§ Materials provided
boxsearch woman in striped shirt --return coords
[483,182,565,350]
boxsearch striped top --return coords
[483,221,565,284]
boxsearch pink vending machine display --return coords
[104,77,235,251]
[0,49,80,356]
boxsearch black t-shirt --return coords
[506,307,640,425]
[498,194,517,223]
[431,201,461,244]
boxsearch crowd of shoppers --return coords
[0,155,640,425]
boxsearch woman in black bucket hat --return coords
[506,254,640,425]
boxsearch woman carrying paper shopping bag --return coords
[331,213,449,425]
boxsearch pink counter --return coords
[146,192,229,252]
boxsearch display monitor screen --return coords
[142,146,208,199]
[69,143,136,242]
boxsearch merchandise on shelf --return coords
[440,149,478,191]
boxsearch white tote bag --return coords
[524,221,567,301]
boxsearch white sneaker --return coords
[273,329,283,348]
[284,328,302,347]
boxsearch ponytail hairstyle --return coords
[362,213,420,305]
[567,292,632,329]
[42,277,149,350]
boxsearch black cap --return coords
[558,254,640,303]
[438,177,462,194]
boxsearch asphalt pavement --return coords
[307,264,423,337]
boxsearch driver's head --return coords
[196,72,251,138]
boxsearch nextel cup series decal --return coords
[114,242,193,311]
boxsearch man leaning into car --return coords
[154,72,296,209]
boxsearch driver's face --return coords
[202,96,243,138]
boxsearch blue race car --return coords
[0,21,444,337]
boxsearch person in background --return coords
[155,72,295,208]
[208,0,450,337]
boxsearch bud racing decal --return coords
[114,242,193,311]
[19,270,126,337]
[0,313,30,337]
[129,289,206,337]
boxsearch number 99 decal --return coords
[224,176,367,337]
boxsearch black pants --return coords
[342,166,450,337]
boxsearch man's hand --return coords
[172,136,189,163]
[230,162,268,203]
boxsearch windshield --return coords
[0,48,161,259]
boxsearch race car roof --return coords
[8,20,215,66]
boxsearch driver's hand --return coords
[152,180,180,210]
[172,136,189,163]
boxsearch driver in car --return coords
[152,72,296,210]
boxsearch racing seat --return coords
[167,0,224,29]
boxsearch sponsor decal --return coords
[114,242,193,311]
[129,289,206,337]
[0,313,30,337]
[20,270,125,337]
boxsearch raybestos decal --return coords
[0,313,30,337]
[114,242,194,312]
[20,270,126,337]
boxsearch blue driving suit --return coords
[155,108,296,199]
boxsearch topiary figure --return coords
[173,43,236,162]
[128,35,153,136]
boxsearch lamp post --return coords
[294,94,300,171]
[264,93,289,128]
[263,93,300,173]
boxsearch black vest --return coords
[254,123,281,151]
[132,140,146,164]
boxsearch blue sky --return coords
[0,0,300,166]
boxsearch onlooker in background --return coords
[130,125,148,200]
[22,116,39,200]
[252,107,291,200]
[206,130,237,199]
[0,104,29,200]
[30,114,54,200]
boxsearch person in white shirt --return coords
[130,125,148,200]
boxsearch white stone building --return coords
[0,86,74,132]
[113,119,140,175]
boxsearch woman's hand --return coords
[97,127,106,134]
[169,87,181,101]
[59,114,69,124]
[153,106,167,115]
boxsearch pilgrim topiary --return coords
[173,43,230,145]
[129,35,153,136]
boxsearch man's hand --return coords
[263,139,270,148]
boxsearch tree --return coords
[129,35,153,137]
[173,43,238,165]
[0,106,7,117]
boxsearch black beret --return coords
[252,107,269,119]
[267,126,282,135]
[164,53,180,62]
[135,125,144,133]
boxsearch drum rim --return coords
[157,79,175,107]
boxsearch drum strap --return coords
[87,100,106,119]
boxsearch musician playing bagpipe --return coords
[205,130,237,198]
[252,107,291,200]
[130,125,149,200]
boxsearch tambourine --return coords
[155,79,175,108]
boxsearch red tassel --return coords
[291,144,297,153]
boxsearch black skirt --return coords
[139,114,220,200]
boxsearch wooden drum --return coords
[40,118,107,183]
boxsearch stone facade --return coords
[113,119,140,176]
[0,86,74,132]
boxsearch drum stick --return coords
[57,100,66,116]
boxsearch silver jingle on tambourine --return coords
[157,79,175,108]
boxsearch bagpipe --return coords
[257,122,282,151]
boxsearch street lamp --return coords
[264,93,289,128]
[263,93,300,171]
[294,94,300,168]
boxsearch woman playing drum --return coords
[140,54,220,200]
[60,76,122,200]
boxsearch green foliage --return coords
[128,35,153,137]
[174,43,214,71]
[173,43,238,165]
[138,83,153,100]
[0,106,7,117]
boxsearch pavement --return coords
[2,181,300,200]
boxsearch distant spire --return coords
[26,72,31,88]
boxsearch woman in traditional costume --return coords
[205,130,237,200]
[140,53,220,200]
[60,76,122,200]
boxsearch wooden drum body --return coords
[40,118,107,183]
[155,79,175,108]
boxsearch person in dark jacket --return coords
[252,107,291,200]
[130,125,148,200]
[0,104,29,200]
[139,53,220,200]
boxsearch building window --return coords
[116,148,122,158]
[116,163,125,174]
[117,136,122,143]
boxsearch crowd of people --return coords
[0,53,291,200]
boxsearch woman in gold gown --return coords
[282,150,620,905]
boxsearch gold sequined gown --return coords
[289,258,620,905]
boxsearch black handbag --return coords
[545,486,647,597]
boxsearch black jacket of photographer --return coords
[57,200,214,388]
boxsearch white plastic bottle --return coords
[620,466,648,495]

§ Work to do
Reproduce the records verbatim from the first line up to and including the line containing "[331,213,449,425]".

§ The completed task
boxsearch woman in striped shirt --return coords
[483,182,565,350]
boxsearch striped top --return coords
[483,221,565,284]
boxsearch pink vending machine display --return coords
[104,77,235,251]
[0,49,80,356]
boxsearch black t-shirt --return coords
[506,307,640,425]
[498,194,517,223]
[431,201,461,244]
boxsearch crowd of shoppers --return coords
[0,155,640,425]
boxsearch woman in black bucket hat --return coords
[506,254,640,425]
boxsearch woman carrying paper shopping bag --return coords
[331,213,449,425]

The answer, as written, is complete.